┌──

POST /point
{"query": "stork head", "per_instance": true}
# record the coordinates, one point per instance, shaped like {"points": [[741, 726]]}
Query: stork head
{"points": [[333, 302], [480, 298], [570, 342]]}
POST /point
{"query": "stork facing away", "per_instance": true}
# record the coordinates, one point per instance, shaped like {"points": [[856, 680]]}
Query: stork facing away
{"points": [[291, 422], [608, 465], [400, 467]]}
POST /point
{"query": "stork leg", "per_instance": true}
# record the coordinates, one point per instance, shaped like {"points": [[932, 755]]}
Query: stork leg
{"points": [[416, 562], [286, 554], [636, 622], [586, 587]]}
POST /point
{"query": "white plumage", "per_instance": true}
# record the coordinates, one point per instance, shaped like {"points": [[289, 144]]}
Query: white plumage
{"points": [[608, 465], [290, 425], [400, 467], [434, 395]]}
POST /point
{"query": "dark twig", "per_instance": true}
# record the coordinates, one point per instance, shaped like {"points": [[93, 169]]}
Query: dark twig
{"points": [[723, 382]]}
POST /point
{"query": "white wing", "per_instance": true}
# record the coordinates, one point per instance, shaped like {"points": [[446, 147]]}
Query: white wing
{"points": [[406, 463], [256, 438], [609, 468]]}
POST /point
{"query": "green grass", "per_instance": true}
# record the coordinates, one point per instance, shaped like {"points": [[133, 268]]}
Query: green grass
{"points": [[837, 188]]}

└──

## YOUR ASSIGNMENT:
All the data needs repeating. Return it exactly.

## TASK OUTPUT:
POST /point
{"query": "stork head", "per_instance": true}
# record the coordinates, one point per instance, shaped like {"points": [[741, 726]]}
Query: stork head
{"points": [[333, 302], [480, 298], [570, 342]]}
POST /point
{"query": "stork facing away", "per_instance": true}
# record the coordinates, one point per instance, shaped like {"points": [[856, 680]]}
Query: stork facing away
{"points": [[291, 422], [608, 465], [400, 467]]}
POST /point
{"query": "stork leg", "per_instance": true}
# record the coordinates, one point per instance, shaped like {"points": [[932, 755]]}
Query: stork leg
{"points": [[416, 562], [286, 554], [636, 622], [586, 587]]}
POST /point
{"query": "white plumage", "per_instance": true}
# record the coordinates, one point per instance, shaped like {"points": [[289, 144]]}
Query: white plumage
{"points": [[608, 465], [290, 425], [400, 467], [434, 395]]}
POST /point
{"query": "dark twig", "per_instance": true}
# record the coordinates, one point per instance, shaped like {"points": [[93, 169]]}
Query: dark twig
{"points": [[723, 382]]}
POST /point
{"query": "white wing", "per_instance": true}
# record the coordinates, one point per instance, shaped like {"points": [[446, 147]]}
Query: white wing
{"points": [[406, 463], [256, 438], [609, 468]]}
POST /point
{"query": "green grass", "per_instance": true}
# record the coordinates, one point per instance, shaped like {"points": [[133, 268]]}
Query: green grass
{"points": [[837, 188]]}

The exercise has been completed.